| Items |
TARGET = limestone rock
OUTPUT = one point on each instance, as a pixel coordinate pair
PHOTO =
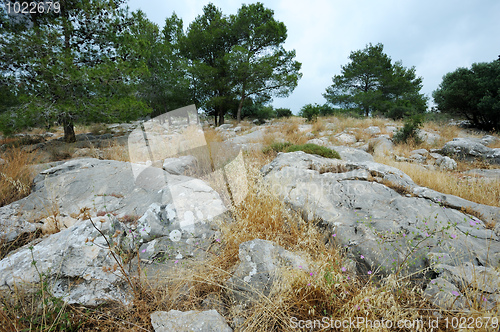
(374, 208)
(446, 163)
(346, 138)
(445, 295)
(77, 263)
(260, 260)
(372, 130)
(382, 145)
(352, 154)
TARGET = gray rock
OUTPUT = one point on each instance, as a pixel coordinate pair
(377, 212)
(428, 137)
(12, 226)
(446, 163)
(305, 127)
(352, 154)
(382, 145)
(372, 130)
(166, 243)
(252, 137)
(422, 152)
(189, 321)
(415, 157)
(224, 126)
(391, 129)
(466, 148)
(254, 276)
(445, 295)
(319, 141)
(180, 165)
(435, 155)
(330, 126)
(488, 139)
(107, 186)
(76, 262)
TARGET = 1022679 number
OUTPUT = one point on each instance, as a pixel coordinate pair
(26, 7)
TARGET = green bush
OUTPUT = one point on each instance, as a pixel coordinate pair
(307, 148)
(409, 131)
(283, 113)
(314, 149)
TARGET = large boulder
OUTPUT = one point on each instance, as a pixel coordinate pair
(76, 264)
(189, 321)
(382, 145)
(379, 214)
(107, 186)
(260, 261)
(180, 165)
(468, 149)
(77, 260)
(352, 154)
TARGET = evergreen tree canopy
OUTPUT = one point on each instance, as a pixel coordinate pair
(73, 66)
(371, 84)
(473, 93)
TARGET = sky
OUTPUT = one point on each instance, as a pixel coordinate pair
(436, 37)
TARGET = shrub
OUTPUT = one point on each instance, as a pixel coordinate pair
(315, 149)
(283, 113)
(409, 131)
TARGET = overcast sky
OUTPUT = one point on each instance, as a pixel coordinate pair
(435, 36)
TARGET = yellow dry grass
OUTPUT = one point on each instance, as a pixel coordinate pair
(15, 175)
(467, 187)
(321, 290)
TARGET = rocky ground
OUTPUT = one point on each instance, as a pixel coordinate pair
(104, 223)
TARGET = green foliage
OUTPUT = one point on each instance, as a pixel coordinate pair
(283, 113)
(257, 108)
(472, 93)
(259, 63)
(315, 149)
(307, 148)
(72, 68)
(409, 130)
(371, 84)
(165, 85)
(310, 111)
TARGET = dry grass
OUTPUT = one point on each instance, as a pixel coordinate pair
(468, 187)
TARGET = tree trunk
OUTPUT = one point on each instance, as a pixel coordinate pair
(221, 116)
(69, 129)
(240, 106)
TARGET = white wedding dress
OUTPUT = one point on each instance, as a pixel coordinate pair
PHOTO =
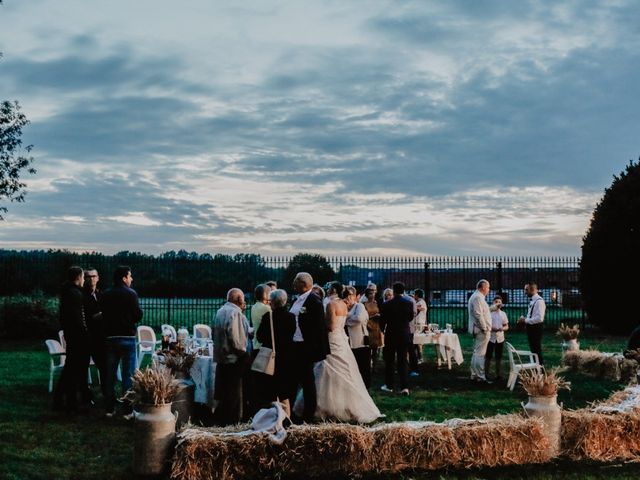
(341, 393)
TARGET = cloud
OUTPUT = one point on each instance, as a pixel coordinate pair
(410, 113)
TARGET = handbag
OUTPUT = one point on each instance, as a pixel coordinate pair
(265, 361)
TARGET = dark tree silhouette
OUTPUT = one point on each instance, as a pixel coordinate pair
(316, 265)
(12, 162)
(611, 255)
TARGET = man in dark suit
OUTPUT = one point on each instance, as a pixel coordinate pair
(73, 379)
(93, 317)
(395, 317)
(311, 341)
(120, 312)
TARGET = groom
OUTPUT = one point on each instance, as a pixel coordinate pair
(311, 341)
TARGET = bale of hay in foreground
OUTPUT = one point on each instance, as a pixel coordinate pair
(610, 366)
(323, 450)
(603, 437)
(606, 431)
(502, 440)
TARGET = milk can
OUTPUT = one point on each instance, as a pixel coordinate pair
(154, 438)
(547, 408)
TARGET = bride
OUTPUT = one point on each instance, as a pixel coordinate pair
(341, 392)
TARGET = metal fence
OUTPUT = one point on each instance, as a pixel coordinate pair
(184, 289)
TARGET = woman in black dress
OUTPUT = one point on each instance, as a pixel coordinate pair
(284, 326)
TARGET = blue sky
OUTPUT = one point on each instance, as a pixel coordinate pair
(377, 127)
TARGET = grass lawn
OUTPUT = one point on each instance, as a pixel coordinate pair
(37, 443)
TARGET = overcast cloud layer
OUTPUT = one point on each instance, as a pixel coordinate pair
(377, 127)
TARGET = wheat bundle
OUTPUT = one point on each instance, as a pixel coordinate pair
(422, 445)
(501, 440)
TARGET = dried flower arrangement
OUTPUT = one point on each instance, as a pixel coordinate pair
(567, 332)
(154, 385)
(543, 384)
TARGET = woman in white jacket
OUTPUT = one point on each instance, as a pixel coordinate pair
(356, 322)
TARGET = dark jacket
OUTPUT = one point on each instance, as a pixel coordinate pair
(120, 311)
(314, 329)
(284, 326)
(72, 318)
(92, 313)
(395, 317)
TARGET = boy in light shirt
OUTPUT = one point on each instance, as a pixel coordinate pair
(499, 323)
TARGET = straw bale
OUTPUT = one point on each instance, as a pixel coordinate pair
(604, 437)
(326, 449)
(427, 446)
(501, 440)
(319, 449)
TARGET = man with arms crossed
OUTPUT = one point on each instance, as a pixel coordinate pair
(480, 328)
(533, 320)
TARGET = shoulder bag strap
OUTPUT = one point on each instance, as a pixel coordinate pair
(273, 338)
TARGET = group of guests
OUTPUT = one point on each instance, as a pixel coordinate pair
(488, 323)
(326, 344)
(98, 325)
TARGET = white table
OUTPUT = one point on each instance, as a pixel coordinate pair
(203, 373)
(447, 345)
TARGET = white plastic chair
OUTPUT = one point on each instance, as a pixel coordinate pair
(146, 342)
(202, 333)
(174, 335)
(57, 356)
(516, 365)
(63, 344)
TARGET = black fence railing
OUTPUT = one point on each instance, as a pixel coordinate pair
(184, 289)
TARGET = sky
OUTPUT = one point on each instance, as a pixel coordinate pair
(360, 128)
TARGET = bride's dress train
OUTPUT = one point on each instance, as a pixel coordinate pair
(341, 393)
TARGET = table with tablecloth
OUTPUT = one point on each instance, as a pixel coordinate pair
(447, 345)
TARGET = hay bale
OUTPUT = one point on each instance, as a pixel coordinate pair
(223, 454)
(603, 437)
(610, 366)
(316, 450)
(501, 440)
(402, 446)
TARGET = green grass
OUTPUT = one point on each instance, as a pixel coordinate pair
(37, 443)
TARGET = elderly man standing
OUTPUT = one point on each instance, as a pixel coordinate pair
(310, 342)
(534, 319)
(480, 327)
(230, 353)
(396, 315)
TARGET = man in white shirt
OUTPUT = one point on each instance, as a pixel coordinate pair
(534, 319)
(230, 353)
(333, 293)
(480, 327)
(499, 323)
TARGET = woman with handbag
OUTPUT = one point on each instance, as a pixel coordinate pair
(281, 325)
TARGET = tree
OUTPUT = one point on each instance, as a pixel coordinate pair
(314, 264)
(12, 163)
(611, 255)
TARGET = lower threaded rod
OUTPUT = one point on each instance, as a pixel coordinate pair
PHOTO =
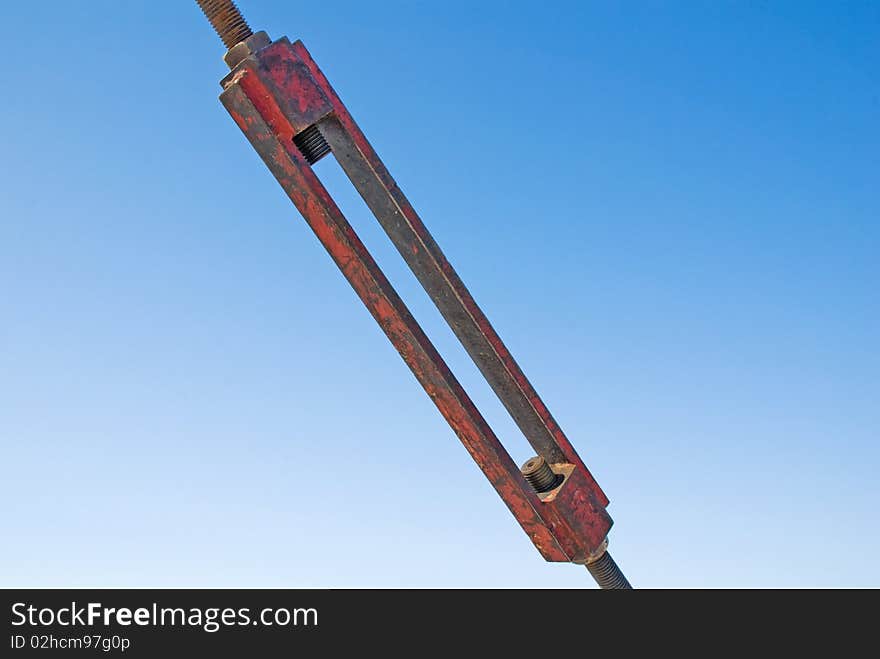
(607, 574)
(227, 21)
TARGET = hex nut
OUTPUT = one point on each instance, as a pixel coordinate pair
(244, 49)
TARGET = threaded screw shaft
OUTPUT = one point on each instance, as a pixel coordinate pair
(227, 21)
(539, 475)
(607, 574)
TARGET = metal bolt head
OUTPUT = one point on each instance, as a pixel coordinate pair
(244, 49)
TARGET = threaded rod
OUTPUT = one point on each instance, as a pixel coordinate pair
(227, 21)
(607, 574)
(539, 475)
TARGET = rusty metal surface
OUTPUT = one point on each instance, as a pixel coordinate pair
(277, 94)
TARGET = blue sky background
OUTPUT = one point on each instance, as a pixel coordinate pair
(669, 211)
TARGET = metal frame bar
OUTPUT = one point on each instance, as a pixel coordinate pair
(278, 92)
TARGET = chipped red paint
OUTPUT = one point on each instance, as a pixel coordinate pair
(276, 94)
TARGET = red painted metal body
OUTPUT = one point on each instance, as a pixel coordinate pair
(277, 93)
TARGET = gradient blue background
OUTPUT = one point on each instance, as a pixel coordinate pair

| Aim of the exercise |
Rewrite all the rows with "pixel coordinate pair" swapped for "pixel location" and everything else kept the same. Leave the pictures out of your answer.

| Final result |
TARGET = limestone rock
OUTPUT = one point on each instance, as a pixel location
PHOTO =
(374, 208)
(446, 163)
(346, 138)
(445, 295)
(77, 263)
(260, 260)
(372, 130)
(382, 145)
(352, 154)
TARGET = gray rock
OUTPUT = one point on each instance, as a pixel location
(377, 212)
(428, 137)
(12, 226)
(446, 163)
(305, 127)
(352, 154)
(382, 145)
(372, 130)
(166, 243)
(252, 137)
(422, 152)
(189, 321)
(415, 157)
(224, 126)
(391, 129)
(466, 148)
(254, 276)
(445, 295)
(319, 141)
(180, 165)
(435, 155)
(330, 126)
(488, 139)
(107, 186)
(76, 262)
TARGET = 1022679 number
OUTPUT = one point on each instance, as a pixel location
(26, 7)
TARGET = green bush
OUTPUT = one point on each instance, as a pixel location
(307, 148)
(409, 131)
(283, 113)
(314, 149)
TARGET = large boulder
OUTPUT = one point on each instance, as a pixel location
(76, 264)
(189, 321)
(382, 145)
(379, 214)
(107, 186)
(260, 261)
(180, 165)
(468, 149)
(77, 260)
(352, 154)
TARGET = evergreen tree canopy
OUTPUT = one point on each instance, as a pixel location
(73, 66)
(371, 84)
(473, 93)
TARGET = sky
OUTPUT = one point on each instance, as a pixel location
(436, 37)
TARGET = shrub
OUTPUT = one point on each instance, as a pixel location
(315, 149)
(283, 113)
(409, 131)
TARGET = overcast sky
OUTPUT = one point on each instance, as a pixel location
(435, 36)
TARGET = yellow dry grass
OUTPUT = one point on each instance, as a pixel location
(15, 175)
(467, 187)
(321, 290)
TARGET = rocky ground
OUTPUT = one point on each instance, as a pixel location
(104, 223)
TARGET = green foliage
OUTPUT = one point on each instance, as a pixel location
(283, 113)
(257, 108)
(472, 93)
(259, 63)
(315, 149)
(307, 148)
(72, 68)
(409, 130)
(371, 84)
(165, 85)
(310, 111)
TARGET = dry grass
OUTPUT = one point on each instance, as a pixel location
(468, 187)
TARGET = tree trunk
OUTPUT = one point on each instance, as a pixel location
(221, 116)
(69, 129)
(240, 106)
TARGET = white wedding dress
OUTPUT = one point on each instance, as a pixel location
PHOTO =
(341, 393)
TARGET = cloud
OUTPUT = one point on each instance, as a pixel location
(410, 113)
TARGET = handbag
OUTPUT = one point on each instance, as a pixel location
(265, 361)
TARGET = dark tree silhouette
OUTPUT = one point on each instance, as a pixel location
(316, 265)
(12, 162)
(611, 255)
TARGET = man in dark suit
OUTPUT = one point on each instance, as a pixel location
(73, 379)
(93, 317)
(395, 317)
(311, 341)
(120, 312)
TARGET = groom
OUTPUT = one point on each instance, as a pixel location
(311, 341)
TARGET = bale of hay in foreground
OUTPUT = one point on each instance, as a pixel location
(610, 366)
(323, 450)
(603, 437)
(606, 431)
(502, 440)
TARGET = milk can
OUTPUT = one point on each instance, as a pixel location
(154, 438)
(547, 408)
TARGET = bride
OUTPUT = one point on each instance, as a pixel location
(341, 392)
TARGET = metal fence
OUTPUT = one point on each instance, as a pixel location
(184, 289)
TARGET = woman in black dress
OUTPUT = one point on each instance, as a pixel location
(284, 326)
TARGET = blue sky
OUTPUT = one point on each instance, as a pixel location
(377, 127)
TARGET = grass lawn
OUTPUT = one point on each instance, as a pixel location
(37, 443)
TARGET = overcast cloud layer
OUTPUT = one point on each instance, as a pixel location
(377, 127)
TARGET = wheat bundle
OUTPUT = one point on each instance, as a pixel location
(422, 445)
(501, 440)
TARGET = dried flower arrangement
OUTPUT = one point on each instance, as a pixel location
(567, 332)
(154, 385)
(543, 384)
TARGET = woman in white jacket
OUTPUT = one point on each instance, as a pixel location
(356, 322)
TARGET = dark jacket
OUTPUT = one point on each instance, as a pixel location
(120, 311)
(314, 329)
(284, 326)
(72, 318)
(92, 313)
(395, 317)
TARGET = boy in light shirt
OUTPUT = one point on each instance, as a pixel location
(499, 323)
TARGET = straw bale
OUTPUT = one point on each instance, as a pixel location
(604, 437)
(326, 449)
(427, 446)
(501, 440)
(319, 449)
TARGET = man with arms crossed
OUTPUT = one point on each instance, as a pixel location
(480, 328)
(533, 320)
TARGET = shoulder bag strap
OUTPUT = one point on each instance, as a pixel location
(273, 338)
TARGET = group of guests
OUTPUT = one point on each instance, as a pixel location
(488, 323)
(326, 344)
(98, 325)
TARGET = white table
OUTPUT = one point on each instance, as a pixel location
(203, 373)
(447, 345)
TARGET = white plastic chair
OUTPUT = one point on each instance, as a pixel location
(146, 342)
(202, 333)
(174, 335)
(57, 356)
(516, 365)
(63, 344)
TARGET = black fence railing
OUTPUT = one point on each instance, as a pixel location
(184, 289)
TARGET = sky
OUTPUT = one point on each instance, as a pixel location
(360, 128)
TARGET = bride's dress train
OUTPUT = one point on each instance, as a pixel location
(341, 393)
TARGET = table with tablecloth
OUTPUT = one point on each instance, as a pixel location
(447, 345)
TARGET = hay bale
OUTPUT = one point on each instance, as a pixel location
(223, 454)
(603, 437)
(610, 366)
(316, 450)
(501, 440)
(402, 446)
TARGET = green grass
OUTPUT = one point on each instance, as a pixel location
(37, 443)
TARGET = elderly man standing
OUTPUT = one point on each instance, as a pixel location
(310, 342)
(534, 319)
(480, 327)
(230, 353)
(396, 315)
TARGET = man in white shirt
OUTPUT = one point on each instance, as a pixel location
(534, 319)
(230, 353)
(333, 293)
(480, 327)
(499, 323)
TARGET = woman with handbag
OUTPUT = one point on each instance, as a pixel location
(281, 325)
TARGET = tree
OUTPUT = one point on each instance, as a pixel location
(314, 264)
(12, 163)
(611, 255)
TARGET = lower threaded rod
OUTPUT = one point on each instance, as a pixel location
PHOTO =
(607, 574)
(227, 21)
TARGET = hex nut
OUTPUT = one point on each instance, as a pixel location
(244, 49)
TARGET = threaded screw shaft
OUTPUT = one point on each instance, as a pixel location
(227, 21)
(539, 475)
(607, 574)
TARGET = metal bolt head
OUTPUT = one point on each instance, as a pixel location
(244, 49)
TARGET = threaded rod
OUTPUT = one point on each instance, as a pixel location
(227, 21)
(607, 574)
(539, 475)
TARGET = rusty metal surface
OUTPUT = one point on each instance, as a pixel location
(277, 94)
TARGET = blue sky background
OUTPUT = one point on each instance, as a pixel location
(669, 211)
TARGET = metal frame bar
OUTPUT = one point on each instance, as a pixel location
(278, 92)
TARGET = chipped red paint
OUTPUT = one point on each instance, as a pixel location
(276, 94)
TARGET = red painted metal body
OUTPUT = one point on each instance, as a pixel location
(277, 93)
TARGET = gradient blue background
OUTPUT = one point on each instance, as a pixel location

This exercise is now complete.